В Акулово и военном городке Кубинка-10 по-прежнему живет две тысячи человек, по-прежнему функционирует военная часть.

Фото: «Чемпионат»

Обелиск стоит на общей дороге, поэтому его сносный вид хоть как-то поддерживают.

Фото: «Чемпионат»

Хотя вечный огонь давно погас.

Фото: «Чемпионат»

И уже нет памятника Ленина. Но это полбеды. Нет ничего. Ни Дома офицеров, ни красивого кафе «Теремок» с мороженым в алюминиевых вазочках. Остались лишь стены здания да серый военторг, патриотически дежурящий на пороге «Пятерочки».

Фото: «Чемпионат»

Фотографии героев на улицах потускнели и потрескались.

Фото: «Чемпионат»

Хоть дороги и стали будто фронтовыми, с отвалившемися бордюрами. А из озер, как при страшной атаке, исчезла рыба, но появился мусор.

Фото: «Чемпионат»

На моем же любимом, родном стадионе можно снимать фильмы про конец света.

Фото: «Чемпионат»

Где на поле вместо газона – окопы.

Фото: «Чемпионат»

Где трибуны – как после бомбежки.

Фото: «Чемпионат»

Где под ногами – битые стекла и Русь, победившая фашистов. Но точно не пьянство.

Фото: «Чемпионат»

На площадках баскетбольные кольца вырваны с корнем, корты уничтожены, на хоккейной коробке какая-то радиоактивная жижа, бурьян и худые собаки.

Фото: «Чемпионат»

Да, военная часть еще как-то, но функционирует. За ее стенами – свежие кирпичи, видимо, когда-то будет ремонт. Но с обратной стороны, прямо на заборе у казарм, написано, что «Мусора – позор России».

Фото: «Чемпионат»

На раздевалке манежа говорят наркотикам – «да».

Фото: «Чемпионат»

А на стене самого военного зала, где гордо красуется табличка: «Спортивный комплекс «Космос» уже давно как написано, что «Путин» — … (там нецензурное слово, ставшее популярным в соседнем государстве в период с 2014 года). И никто ведь никто не стирает. По крайней мере, так было до карантина.

_РАБОЧЕЕ ЗАДАНИЕ 1_.
Сколько человек, согласно тексту о запустении Акулово, по-прежнему живет в Акулово и военном городке Кубинка-10?
_РАБОЧЕЕ ЗАДАНИЕ 2_.
Продолжите текст о запустении Акулово, начиная сразу после его последнего предложения.

_ИСХОДНЫЕ ДАННЫЕ_.
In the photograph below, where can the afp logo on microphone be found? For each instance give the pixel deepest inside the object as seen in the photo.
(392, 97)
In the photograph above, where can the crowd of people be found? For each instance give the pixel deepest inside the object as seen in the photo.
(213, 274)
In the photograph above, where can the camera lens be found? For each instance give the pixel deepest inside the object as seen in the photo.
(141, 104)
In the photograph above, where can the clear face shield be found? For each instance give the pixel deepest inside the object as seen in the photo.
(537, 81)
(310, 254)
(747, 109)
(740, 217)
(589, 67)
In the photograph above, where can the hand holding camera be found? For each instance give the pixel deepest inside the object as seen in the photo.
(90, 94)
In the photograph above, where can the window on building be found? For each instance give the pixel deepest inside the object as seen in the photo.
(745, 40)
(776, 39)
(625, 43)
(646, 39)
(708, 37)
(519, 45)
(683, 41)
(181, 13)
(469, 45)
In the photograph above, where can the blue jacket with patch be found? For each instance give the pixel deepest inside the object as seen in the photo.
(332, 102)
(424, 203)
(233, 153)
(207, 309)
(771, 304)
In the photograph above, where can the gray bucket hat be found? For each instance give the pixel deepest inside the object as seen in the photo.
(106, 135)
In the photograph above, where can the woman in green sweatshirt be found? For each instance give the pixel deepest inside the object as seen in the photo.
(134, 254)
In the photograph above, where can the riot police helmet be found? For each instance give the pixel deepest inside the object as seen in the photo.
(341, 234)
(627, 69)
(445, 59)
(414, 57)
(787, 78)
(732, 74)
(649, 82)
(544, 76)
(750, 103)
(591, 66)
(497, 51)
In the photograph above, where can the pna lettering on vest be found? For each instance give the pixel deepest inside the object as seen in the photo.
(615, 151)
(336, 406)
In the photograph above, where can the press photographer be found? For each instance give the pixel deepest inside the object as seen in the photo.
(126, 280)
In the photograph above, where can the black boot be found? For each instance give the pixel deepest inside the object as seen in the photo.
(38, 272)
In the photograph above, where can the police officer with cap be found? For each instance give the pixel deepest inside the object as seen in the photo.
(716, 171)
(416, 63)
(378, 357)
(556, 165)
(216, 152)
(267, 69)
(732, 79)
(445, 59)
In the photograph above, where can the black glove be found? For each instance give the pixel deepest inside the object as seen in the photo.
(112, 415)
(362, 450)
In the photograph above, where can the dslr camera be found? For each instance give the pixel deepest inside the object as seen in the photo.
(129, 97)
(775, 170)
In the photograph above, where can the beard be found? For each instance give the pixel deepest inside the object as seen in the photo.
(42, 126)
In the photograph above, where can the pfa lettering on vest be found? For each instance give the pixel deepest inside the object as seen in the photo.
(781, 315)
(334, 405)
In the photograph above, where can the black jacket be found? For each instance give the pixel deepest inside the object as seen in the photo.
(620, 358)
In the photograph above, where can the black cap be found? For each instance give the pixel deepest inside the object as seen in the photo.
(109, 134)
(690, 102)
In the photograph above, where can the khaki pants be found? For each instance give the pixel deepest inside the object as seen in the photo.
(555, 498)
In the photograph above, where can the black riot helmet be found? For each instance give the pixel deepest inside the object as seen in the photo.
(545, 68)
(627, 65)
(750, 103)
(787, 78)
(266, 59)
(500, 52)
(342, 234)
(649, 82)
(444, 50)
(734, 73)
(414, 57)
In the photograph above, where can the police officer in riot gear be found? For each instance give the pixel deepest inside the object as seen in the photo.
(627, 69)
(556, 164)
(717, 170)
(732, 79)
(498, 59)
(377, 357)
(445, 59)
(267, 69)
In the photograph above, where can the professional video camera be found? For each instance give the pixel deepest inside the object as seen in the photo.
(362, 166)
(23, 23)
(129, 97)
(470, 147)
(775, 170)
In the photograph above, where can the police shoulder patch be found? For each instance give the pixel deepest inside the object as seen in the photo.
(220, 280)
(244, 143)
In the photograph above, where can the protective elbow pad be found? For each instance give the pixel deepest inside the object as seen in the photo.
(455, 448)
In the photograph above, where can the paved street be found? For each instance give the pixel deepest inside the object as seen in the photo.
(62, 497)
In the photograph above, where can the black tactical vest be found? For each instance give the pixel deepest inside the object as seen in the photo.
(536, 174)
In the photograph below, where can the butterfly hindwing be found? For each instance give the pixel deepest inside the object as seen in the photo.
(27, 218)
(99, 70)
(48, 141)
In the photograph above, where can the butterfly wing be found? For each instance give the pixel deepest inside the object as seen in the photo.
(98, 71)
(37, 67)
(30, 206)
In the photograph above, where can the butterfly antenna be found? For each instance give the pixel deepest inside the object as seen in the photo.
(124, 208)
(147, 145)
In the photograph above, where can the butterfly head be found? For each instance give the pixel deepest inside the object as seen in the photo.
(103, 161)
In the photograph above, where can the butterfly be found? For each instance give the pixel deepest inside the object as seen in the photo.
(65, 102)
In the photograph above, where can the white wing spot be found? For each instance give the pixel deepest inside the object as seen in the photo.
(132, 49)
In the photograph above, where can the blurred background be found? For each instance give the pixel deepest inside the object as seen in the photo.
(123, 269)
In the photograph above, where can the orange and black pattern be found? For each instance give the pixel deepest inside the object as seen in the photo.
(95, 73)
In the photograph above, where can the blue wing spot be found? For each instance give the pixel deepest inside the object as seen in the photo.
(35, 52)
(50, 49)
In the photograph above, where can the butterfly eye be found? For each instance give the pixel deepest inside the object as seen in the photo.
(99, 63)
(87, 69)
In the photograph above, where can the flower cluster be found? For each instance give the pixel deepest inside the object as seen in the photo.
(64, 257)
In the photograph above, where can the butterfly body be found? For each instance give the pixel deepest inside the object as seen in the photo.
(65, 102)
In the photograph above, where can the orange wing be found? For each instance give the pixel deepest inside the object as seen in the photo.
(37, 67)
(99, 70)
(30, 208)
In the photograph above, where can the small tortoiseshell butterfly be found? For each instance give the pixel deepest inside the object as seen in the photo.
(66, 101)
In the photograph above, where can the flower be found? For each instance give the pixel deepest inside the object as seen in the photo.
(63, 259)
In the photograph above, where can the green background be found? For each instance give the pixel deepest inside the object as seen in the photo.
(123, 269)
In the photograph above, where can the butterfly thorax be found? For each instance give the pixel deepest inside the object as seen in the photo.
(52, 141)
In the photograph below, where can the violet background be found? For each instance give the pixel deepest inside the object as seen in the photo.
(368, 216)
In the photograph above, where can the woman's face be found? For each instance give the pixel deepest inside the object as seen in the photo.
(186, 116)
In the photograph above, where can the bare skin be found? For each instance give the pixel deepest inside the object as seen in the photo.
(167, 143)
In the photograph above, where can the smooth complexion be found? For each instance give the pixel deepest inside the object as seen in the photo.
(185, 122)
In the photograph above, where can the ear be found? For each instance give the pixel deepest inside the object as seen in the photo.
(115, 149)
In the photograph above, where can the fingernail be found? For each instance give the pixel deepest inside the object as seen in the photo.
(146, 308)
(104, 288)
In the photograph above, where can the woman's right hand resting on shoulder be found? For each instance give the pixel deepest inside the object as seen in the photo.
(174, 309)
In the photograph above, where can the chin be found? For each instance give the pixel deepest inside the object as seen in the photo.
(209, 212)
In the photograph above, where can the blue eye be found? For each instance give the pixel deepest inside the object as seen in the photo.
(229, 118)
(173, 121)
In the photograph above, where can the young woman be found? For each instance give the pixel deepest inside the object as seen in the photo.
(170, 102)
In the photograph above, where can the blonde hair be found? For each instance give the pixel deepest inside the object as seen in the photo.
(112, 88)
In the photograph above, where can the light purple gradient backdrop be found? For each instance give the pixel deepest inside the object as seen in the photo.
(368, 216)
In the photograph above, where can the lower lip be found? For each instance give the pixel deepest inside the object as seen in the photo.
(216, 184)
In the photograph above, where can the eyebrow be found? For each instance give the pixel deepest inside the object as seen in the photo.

_ОТВЕТ К УПРАЖНЕНИЮ 1_.
Две тысячи человек.

_ОТВЕТ К УПРАЖНЕНИЮ 2_.
А на трибунах – там, где мы прятались и от дождя и от солнца — ступая между отбросами и бутылкам, ходят дети. Больше на моей родине им гулять негде.

— Как вы думаете, что-то изменится? – спрашиваю я.
— Думаем, нет, ничего не изменится, — отвечают они.

Как взрослые. Жизнь вокруг них – анархия. Лишь бы не сказали наркотикам «да».

Фото: «Чемпионат»

И вот еще что.

Несколько лет назад дедушка пережил осложнения после операции, больше месяца лежал под аппаратами в полусознательном состоянии, но выкарабкался, начал постепенно ходить вокруг стадиона, потому что аллею здоровья раскурочили, а в городке больше не оставалось ровных дорог. И прямо на моем родном стадионе его чуть не сгрызла стая псов – он кое-как отбился благодаря случайному прохожему.

Приехала скорая, наложили швы, делали уколы в течение полугода. И больше дедушка на наш с ним родной стадион не ходит.

Страшно.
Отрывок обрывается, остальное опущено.